| Requirement |
Each entry should appear in the answer exactly as written.

| Entries provided |
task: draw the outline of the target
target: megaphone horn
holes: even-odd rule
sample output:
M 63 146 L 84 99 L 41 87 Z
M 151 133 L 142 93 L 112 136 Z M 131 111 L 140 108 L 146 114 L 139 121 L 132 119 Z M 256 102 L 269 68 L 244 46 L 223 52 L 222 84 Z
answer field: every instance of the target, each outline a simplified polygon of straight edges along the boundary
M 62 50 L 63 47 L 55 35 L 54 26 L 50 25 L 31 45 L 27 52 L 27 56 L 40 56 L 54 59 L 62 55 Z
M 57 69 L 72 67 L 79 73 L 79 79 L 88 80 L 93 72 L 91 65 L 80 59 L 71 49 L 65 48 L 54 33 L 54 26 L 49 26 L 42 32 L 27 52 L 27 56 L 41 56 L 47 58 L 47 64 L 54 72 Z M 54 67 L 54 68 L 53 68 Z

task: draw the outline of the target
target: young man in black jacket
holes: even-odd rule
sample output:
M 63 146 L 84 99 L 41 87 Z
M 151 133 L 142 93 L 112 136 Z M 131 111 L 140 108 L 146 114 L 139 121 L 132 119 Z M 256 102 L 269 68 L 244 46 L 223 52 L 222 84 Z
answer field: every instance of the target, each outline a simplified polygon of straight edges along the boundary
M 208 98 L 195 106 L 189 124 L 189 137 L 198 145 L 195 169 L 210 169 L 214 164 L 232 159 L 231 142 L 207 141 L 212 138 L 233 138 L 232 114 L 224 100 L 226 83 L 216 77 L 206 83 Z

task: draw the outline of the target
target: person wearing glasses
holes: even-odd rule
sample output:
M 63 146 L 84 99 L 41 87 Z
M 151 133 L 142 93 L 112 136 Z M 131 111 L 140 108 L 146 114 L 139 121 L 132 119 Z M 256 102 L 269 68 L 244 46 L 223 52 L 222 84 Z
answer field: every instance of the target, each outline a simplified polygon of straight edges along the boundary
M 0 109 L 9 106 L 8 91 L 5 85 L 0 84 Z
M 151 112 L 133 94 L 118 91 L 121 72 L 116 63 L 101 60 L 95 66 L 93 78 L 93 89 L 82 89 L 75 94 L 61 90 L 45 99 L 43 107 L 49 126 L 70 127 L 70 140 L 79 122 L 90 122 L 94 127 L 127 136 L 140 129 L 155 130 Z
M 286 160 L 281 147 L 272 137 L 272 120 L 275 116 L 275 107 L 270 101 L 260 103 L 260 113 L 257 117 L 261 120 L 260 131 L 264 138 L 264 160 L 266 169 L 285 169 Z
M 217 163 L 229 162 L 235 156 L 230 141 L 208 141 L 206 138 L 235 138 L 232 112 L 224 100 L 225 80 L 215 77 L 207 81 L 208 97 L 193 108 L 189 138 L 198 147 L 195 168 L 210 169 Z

| Answer to this problem |
task: draw the outline of the target
target: megaphone horn
holes: even-odd rule
sample output:
M 63 146 L 84 99 L 41 87 Z
M 151 133 L 142 93 L 112 136 Z M 131 111 L 140 108 L 146 114 L 139 121 L 132 119 Z M 256 102 L 269 68 L 244 46 L 223 52 L 222 84 Z
answer field: every instance of the target, each outline a simplified polygon of straight edges along the boundary
M 62 50 L 63 47 L 55 35 L 54 26 L 50 25 L 31 45 L 27 52 L 27 56 L 40 56 L 54 59 L 62 55 Z
M 57 69 L 72 67 L 79 73 L 79 79 L 88 80 L 93 72 L 91 65 L 80 59 L 71 49 L 65 48 L 54 33 L 54 26 L 49 26 L 42 32 L 27 52 L 27 56 L 41 56 L 47 58 L 47 64 L 54 72 Z M 54 67 L 54 68 L 53 68 Z

task: draw the outline of the target
target: young man in black jacket
holes: even-odd rule
sample output:
M 63 146 L 84 99 L 41 87 Z
M 151 133 L 142 93 L 112 136 Z M 131 111 L 140 108 L 146 114 L 139 121 L 132 119 Z M 256 102 L 269 68 L 244 46 L 223 52 L 222 84 Z
answer field: every instance of the target, each outline a simplified polygon of straight edges along the boundary
M 208 98 L 195 106 L 189 124 L 189 137 L 198 145 L 195 169 L 210 169 L 214 164 L 232 159 L 231 142 L 207 141 L 212 138 L 233 138 L 232 114 L 224 100 L 226 83 L 216 77 L 206 83 Z

task: draw the outline of the target
target: person wearing glasses
holes: even-odd rule
sample output:
M 63 146 L 84 99 L 41 87 Z
M 151 133 L 142 93 L 112 136 Z M 131 111 L 140 108 L 146 114 L 139 121 L 132 119 Z M 256 102 L 269 68 L 244 46 L 223 52 L 222 84 Z
answer field: every instance of the target, each outline a simplified polygon of straight edges along the boundary
M 0 109 L 9 106 L 8 91 L 5 85 L 0 84 Z
M 151 112 L 133 94 L 118 91 L 121 72 L 116 63 L 101 60 L 95 66 L 93 78 L 93 89 L 82 89 L 75 94 L 61 90 L 45 99 L 43 107 L 49 126 L 70 127 L 70 140 L 79 122 L 90 122 L 94 127 L 127 136 L 140 129 L 155 130 Z
M 286 160 L 281 147 L 272 137 L 272 120 L 275 116 L 275 107 L 270 101 L 260 103 L 260 113 L 257 117 L 261 120 L 260 131 L 264 138 L 264 160 L 266 169 L 285 169 Z
M 217 163 L 229 162 L 235 156 L 230 141 L 208 141 L 206 138 L 235 138 L 232 112 L 224 100 L 225 80 L 215 77 L 207 81 L 208 97 L 193 108 L 189 138 L 198 147 L 195 168 L 210 169 Z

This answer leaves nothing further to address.